Page text »
========

"Ezio is a bit of cliche": Patrice Désilets on Prince of Persia, Ancestors, and why he hasn't played an Assassin's Creed game since Brotherhood
With Ancestors: The Humankind Odyssey out now on Xbox One, Patrice Désilets looks back on his epic, genre defining career
Over the past 20 years, Patrice Désilets has amassed ten official game credits. Compared to most high-profile industry figures, that's a fairly small CV. Yet when said resume rocks three bona fide masterpieces, our collective caps should be well and truly doffed to this hugely influential, Montreal-based designer.
Not only did Désilets make Prince Of Persia relevant for the first time in 15 years with 2003's wonderful The Sands Of Time, in the process of making a new POP game he also created arguably the iconic third-party series of the last two decades... Assassin's Creed.
The mastermind behind Altaïr and Ezio's stab-happy historical adventures, Désilets is responsible for helming the most beloved entries in Ubisoft's chart-topping franchise. After parting ways with the French publisher, he created his own studio, Panache Digital Games, going on to make one of 2019's most conceptually interesting games, Ancestors: The Humankind Odyssey.

========

Extracted material »
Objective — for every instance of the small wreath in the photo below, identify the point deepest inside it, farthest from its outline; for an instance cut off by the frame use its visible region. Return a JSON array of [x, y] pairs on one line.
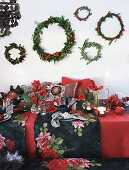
[[76, 13], [88, 45], [17, 60], [103, 19], [57, 56]]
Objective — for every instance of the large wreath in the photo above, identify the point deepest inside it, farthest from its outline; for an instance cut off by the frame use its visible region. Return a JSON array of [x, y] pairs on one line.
[[103, 19], [88, 45], [76, 13], [65, 24], [18, 59]]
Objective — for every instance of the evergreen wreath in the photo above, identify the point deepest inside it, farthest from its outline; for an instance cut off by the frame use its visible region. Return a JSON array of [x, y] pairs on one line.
[[103, 19], [18, 59], [76, 13], [57, 56], [88, 45]]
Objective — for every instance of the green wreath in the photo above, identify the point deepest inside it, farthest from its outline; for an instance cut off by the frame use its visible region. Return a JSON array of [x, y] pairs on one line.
[[57, 56], [76, 13], [88, 45], [103, 19], [17, 60]]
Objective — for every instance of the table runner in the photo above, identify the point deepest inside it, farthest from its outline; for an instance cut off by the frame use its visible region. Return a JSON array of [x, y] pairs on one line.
[[12, 134], [114, 135], [87, 145]]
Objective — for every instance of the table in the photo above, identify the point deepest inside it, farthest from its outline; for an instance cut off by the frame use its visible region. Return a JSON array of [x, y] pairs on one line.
[[114, 130], [115, 135]]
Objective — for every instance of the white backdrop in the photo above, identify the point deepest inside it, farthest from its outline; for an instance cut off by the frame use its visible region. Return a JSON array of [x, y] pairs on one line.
[[111, 70]]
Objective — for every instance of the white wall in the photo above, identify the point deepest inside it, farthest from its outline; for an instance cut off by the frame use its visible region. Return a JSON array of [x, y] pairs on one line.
[[114, 61]]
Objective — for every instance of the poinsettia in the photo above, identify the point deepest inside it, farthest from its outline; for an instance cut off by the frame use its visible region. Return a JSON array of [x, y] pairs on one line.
[[38, 92], [85, 95], [113, 101], [58, 164]]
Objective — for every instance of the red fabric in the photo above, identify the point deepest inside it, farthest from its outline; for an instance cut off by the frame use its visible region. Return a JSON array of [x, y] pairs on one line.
[[29, 135], [114, 135], [82, 84]]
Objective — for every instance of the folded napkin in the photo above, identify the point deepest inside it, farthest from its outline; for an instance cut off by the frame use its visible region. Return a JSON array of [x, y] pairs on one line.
[[56, 117]]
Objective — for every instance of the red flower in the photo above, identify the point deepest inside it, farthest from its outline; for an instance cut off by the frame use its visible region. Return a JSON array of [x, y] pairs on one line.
[[34, 100], [36, 84], [49, 154], [26, 114], [42, 92], [10, 145], [58, 164], [48, 56], [21, 106], [92, 86], [40, 103], [119, 110], [114, 101], [1, 117], [82, 96], [56, 54], [33, 90], [43, 87], [74, 111]]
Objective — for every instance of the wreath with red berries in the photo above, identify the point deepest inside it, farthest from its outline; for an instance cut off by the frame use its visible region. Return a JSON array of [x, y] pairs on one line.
[[103, 19], [57, 56], [76, 13], [18, 59]]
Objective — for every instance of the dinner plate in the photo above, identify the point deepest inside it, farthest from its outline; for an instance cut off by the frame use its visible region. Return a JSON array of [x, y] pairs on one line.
[[6, 117]]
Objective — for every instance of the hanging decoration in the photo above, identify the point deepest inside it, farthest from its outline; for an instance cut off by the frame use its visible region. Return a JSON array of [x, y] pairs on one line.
[[103, 19], [76, 13], [17, 60], [89, 45], [9, 14], [59, 55]]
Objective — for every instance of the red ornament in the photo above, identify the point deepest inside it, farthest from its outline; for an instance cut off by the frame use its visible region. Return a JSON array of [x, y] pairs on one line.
[[119, 110]]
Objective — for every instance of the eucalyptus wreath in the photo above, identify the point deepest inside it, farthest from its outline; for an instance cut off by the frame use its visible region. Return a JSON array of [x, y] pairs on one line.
[[89, 45], [18, 59], [76, 13], [103, 19], [59, 55]]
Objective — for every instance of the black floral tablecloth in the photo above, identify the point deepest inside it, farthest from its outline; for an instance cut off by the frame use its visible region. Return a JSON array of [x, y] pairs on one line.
[[73, 139]]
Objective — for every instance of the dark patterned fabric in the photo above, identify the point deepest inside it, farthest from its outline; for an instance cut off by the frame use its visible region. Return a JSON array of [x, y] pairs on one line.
[[14, 131], [87, 145], [107, 164]]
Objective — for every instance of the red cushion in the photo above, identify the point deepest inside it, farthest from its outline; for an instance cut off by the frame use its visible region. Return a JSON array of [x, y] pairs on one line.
[[82, 84]]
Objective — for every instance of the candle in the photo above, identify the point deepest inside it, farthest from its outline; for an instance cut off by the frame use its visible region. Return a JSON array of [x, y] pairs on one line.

========

What the task requires »
Extract everything in the article about Patrice Désilets from "Not only did" down to "The Humankind Odyssey.", word for word.

Final result »
Not only did Désilets make Prince Of Persia relevant for the first time in 15 years with 2003's wonderful The Sands Of Time, in the process of making a new POP game he also created arguably the iconic third-party series of the last two decades... Assassin's Creed.
The mastermind behind Altaïr and Ezio's stab-happy historical adventures, Désilets is responsible for helming the most beloved entries in Ubisoft's chart-topping franchise. After parting ways with the French publisher, he created his own studio, Panache Digital Games, going on to make one of 2019's most conceptually interesting games, Ancestors: The Humankind Odyssey.